» Consegna
Riporta tutte le righe qui sotto senza alcuna modifica, escludendo le immagini.

» Materiale fornito

++++

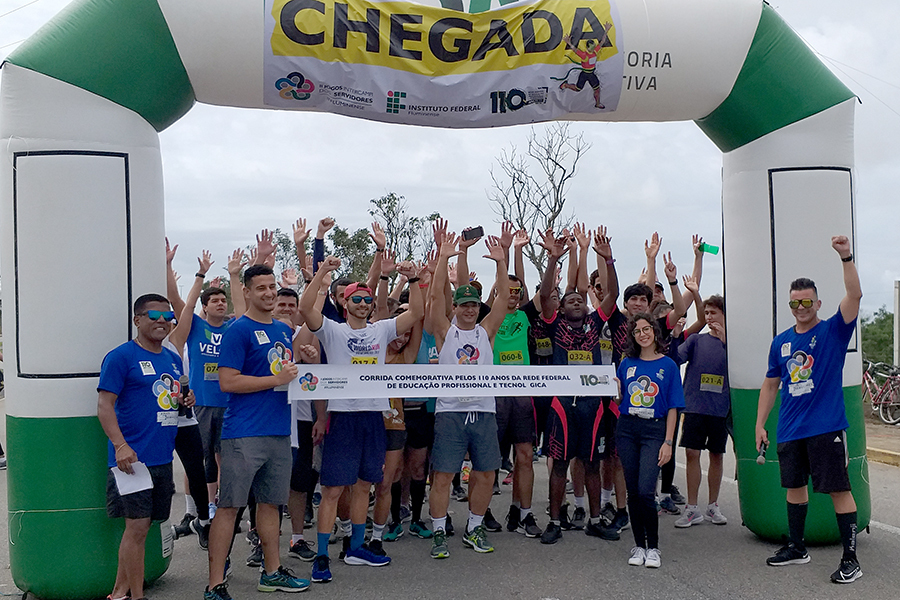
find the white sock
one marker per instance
(439, 523)
(605, 497)
(190, 507)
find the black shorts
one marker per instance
(419, 425)
(582, 427)
(704, 432)
(515, 420)
(155, 503)
(824, 457)
(303, 477)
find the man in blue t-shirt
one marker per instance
(807, 361)
(139, 393)
(255, 367)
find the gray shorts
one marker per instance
(262, 464)
(456, 433)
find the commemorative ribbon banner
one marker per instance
(404, 62)
(320, 382)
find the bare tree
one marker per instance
(530, 190)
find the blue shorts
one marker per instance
(353, 448)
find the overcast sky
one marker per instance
(231, 172)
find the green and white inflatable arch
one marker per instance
(83, 101)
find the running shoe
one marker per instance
(439, 547)
(552, 534)
(529, 527)
(477, 540)
(420, 530)
(394, 532)
(302, 551)
(321, 569)
(281, 580)
(715, 515)
(690, 517)
(512, 518)
(848, 572)
(363, 556)
(490, 523)
(788, 555)
(667, 505)
(638, 556)
(219, 592)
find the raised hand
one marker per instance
(301, 233)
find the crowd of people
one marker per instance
(249, 444)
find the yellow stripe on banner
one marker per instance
(436, 41)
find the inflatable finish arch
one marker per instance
(83, 101)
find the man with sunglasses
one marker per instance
(139, 396)
(807, 360)
(354, 444)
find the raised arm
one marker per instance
(494, 319)
(850, 302)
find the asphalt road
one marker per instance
(702, 562)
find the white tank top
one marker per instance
(466, 347)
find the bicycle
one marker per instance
(884, 398)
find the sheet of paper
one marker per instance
(129, 484)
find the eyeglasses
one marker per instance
(805, 303)
(154, 315)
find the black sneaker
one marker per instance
(183, 528)
(602, 532)
(789, 555)
(202, 533)
(512, 518)
(552, 534)
(256, 556)
(848, 572)
(302, 551)
(529, 527)
(490, 523)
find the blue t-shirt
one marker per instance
(203, 356)
(143, 383)
(810, 366)
(256, 349)
(650, 387)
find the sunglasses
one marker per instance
(154, 315)
(805, 303)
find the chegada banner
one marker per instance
(411, 63)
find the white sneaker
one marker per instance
(690, 517)
(715, 515)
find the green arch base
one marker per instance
(45, 511)
(763, 499)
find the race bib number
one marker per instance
(211, 371)
(581, 357)
(543, 347)
(712, 383)
(167, 418)
(513, 357)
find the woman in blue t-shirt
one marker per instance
(650, 392)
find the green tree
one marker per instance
(878, 336)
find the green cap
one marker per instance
(466, 293)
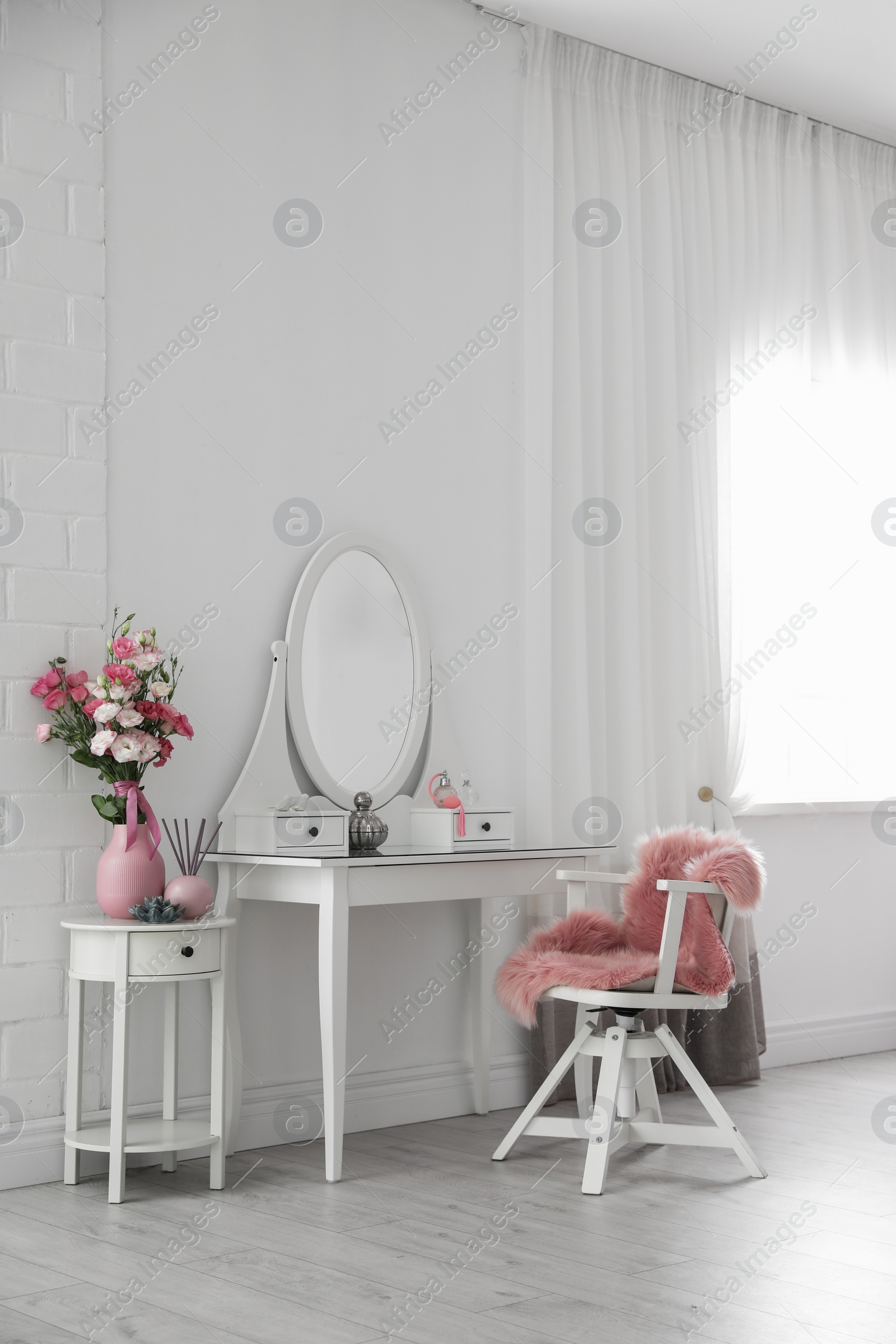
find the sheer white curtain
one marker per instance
(659, 260)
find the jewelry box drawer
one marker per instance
(323, 831)
(292, 832)
(484, 828)
(174, 952)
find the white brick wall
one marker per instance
(53, 588)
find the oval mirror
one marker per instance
(354, 673)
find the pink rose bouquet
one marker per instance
(122, 722)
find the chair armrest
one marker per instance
(581, 875)
(683, 885)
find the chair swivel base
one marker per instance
(628, 1100)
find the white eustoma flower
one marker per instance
(147, 662)
(127, 748)
(148, 746)
(102, 741)
(129, 718)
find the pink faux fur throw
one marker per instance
(591, 951)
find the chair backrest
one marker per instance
(722, 911)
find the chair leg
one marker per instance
(713, 1107)
(543, 1093)
(595, 1163)
(584, 1072)
(647, 1089)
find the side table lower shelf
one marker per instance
(146, 1135)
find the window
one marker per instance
(814, 584)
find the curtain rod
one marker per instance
(711, 84)
(493, 14)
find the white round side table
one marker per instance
(128, 953)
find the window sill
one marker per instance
(802, 810)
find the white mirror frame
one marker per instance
(398, 777)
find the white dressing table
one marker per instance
(335, 885)
(356, 703)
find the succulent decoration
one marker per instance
(156, 911)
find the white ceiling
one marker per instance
(841, 69)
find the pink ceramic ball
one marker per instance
(194, 894)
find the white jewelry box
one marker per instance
(314, 831)
(438, 830)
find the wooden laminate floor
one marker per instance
(289, 1258)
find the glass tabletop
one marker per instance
(388, 854)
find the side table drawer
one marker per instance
(172, 952)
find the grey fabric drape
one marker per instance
(725, 1045)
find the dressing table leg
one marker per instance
(226, 904)
(332, 962)
(74, 1077)
(170, 1067)
(480, 1006)
(119, 1112)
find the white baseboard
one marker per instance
(372, 1101)
(829, 1038)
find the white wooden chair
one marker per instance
(627, 1107)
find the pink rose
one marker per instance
(125, 748)
(102, 741)
(164, 752)
(122, 674)
(48, 682)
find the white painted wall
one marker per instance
(53, 543)
(832, 991)
(282, 398)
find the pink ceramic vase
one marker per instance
(127, 877)
(193, 893)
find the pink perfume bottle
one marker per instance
(442, 791)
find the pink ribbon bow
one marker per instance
(135, 795)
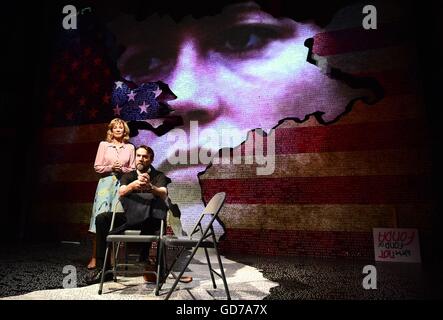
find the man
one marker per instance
(142, 193)
(232, 70)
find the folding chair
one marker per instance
(206, 239)
(130, 236)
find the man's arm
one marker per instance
(160, 192)
(127, 187)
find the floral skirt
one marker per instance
(106, 196)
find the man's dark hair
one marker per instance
(148, 150)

++++

» Risposta corretta
find the white sock
one marker per instance
(439, 523)
(605, 497)
(190, 507)
find the black shorts
one marker per instance
(419, 425)
(582, 427)
(704, 432)
(515, 420)
(155, 503)
(824, 457)
(303, 477)
find the man in blue t-shirt
one marker per instance
(807, 361)
(139, 393)
(255, 367)
find the gray shorts
one marker per instance
(262, 464)
(456, 433)
find the commemorative ribbon banner
one marker per instance
(404, 62)
(320, 382)
find the bare tree
one marker per instance
(530, 190)
find the blue shorts
one marker per instance
(353, 448)
find the overcast sky
one marker per instance
(231, 172)
find the green and white inflatable arch
one marker per instance
(83, 101)
find the running shoe
one marker per instance
(439, 547)
(552, 534)
(529, 527)
(477, 540)
(420, 530)
(394, 532)
(302, 551)
(321, 569)
(281, 580)
(715, 515)
(690, 517)
(512, 518)
(848, 572)
(363, 556)
(490, 523)
(788, 555)
(667, 505)
(638, 556)
(219, 592)
find the raised hand
one marker per instance
(301, 233)
find the crowd of people
one marker per instance
(249, 444)
find the yellow stripe on banner
one marker per instance
(436, 41)
find the inflatable finish arch
one marker per instance
(83, 101)
find the man with sunglasses
one marker per instance
(139, 396)
(807, 360)
(354, 444)
find the raised arm
one marker per instance
(494, 319)
(850, 302)
find the asphalt road
one marker per instance
(702, 562)
find the white tank top
one marker per instance
(466, 347)
find the bicycle
one marker per instance
(884, 398)
find the sheet of paper
one marker per instance
(129, 484)
find the eyeglasses
one marker per instance
(805, 303)
(154, 315)
find the black sneaker
one marker per instance
(183, 528)
(602, 532)
(789, 555)
(202, 533)
(512, 518)
(552, 534)
(256, 556)
(848, 572)
(302, 551)
(529, 527)
(490, 523)
find the blue t-shirt
one marker per instance
(203, 356)
(143, 383)
(810, 366)
(256, 349)
(650, 387)
find the sunglasses
one marker per instance
(154, 315)
(805, 303)
find the chegada banner
one marker per instance
(411, 63)
find the white sneaker
one marker per instance
(690, 517)
(715, 515)
find the green arch base
one marker per instance
(45, 511)
(763, 499)
find the race bib number
one marker per instance
(211, 371)
(581, 357)
(543, 347)
(712, 383)
(167, 418)
(513, 357)
find the woman in blue t-shirt
one marker per instance
(650, 392)
find the green tree
one marker per instance
(878, 336)
find the green cap
one marker per instance
(466, 293)
find the sheer white curtain
one marker per instance
(659, 260)
find the jewelry box drawer
one marker per instance
(323, 831)
(292, 832)
(484, 828)
(174, 952)
find the white brick wall
one marker per instance
(53, 588)
find the oval mirror
one marker per instance
(354, 673)
find the pink rose bouquet
one marker per instance
(122, 722)
find the chair armrest
one marker per instance
(581, 875)
(683, 885)
find the chair swivel base
one marker per instance
(628, 1100)
find the white eustoma flower
one marker per instance
(147, 662)
(127, 748)
(148, 746)
(102, 741)
(129, 718)
find the pink faux fur throw
one marker per instance
(591, 951)
find the chair backrest
one marker per instance
(722, 911)
find the chair leg
one marker per instance
(713, 1107)
(543, 1093)
(595, 1163)
(584, 1072)
(647, 1089)
find the side table lower shelf
one marker per instance
(146, 1135)
find the window
one marker per instance
(814, 584)
find the curtain rod
one marker per instance
(711, 84)
(493, 14)
find the white round side table
one marker per instance
(128, 953)
find the window sill
one marker per instance
(802, 810)
find the white mirror frame
one marker per instance
(398, 777)
find the white dressing table
one marker per instance
(335, 885)
(356, 703)
find the succulent decoration
one marker per instance
(156, 911)
find the white ceiling
one marker per instance
(841, 69)
find the pink ceramic ball
one marker per instance
(194, 894)
find the white jewelry box
one marker per instance
(314, 831)
(438, 830)
find the wooden laminate floor
one marker per instance
(289, 1258)
find the glass tabletop
one marker per instance
(388, 854)
find the side table drawer
one marker per instance
(172, 952)
find the grey fabric drape
one marker per instance
(725, 1045)
find the dressing table leg
one marker per instance
(226, 904)
(332, 962)
(74, 1077)
(170, 1067)
(480, 1006)
(119, 1112)
find the white baseboard
one marker per instance
(372, 1101)
(829, 1038)
find the white wooden chair
one marker per instance
(627, 1107)
find the pink rose
one marker per instance
(125, 748)
(102, 741)
(164, 752)
(122, 674)
(48, 682)
find the white painted wall
one marker per instance
(53, 543)
(832, 991)
(282, 398)
find the pink ceramic vase
one marker per instance
(127, 877)
(193, 893)
find the pink perfume bottle
one marker per instance
(442, 791)
find the pink ribbon bow
one marker per instance
(135, 795)
find the man
one marker per instance
(142, 193)
(232, 70)
find the folding chair
one marker per instance
(206, 239)
(130, 236)
find the man's arm
one marker per instance
(160, 192)
(127, 187)
find the floral skirt
one marker per instance
(106, 196)
find the man's dark hair
one marker per instance
(148, 150)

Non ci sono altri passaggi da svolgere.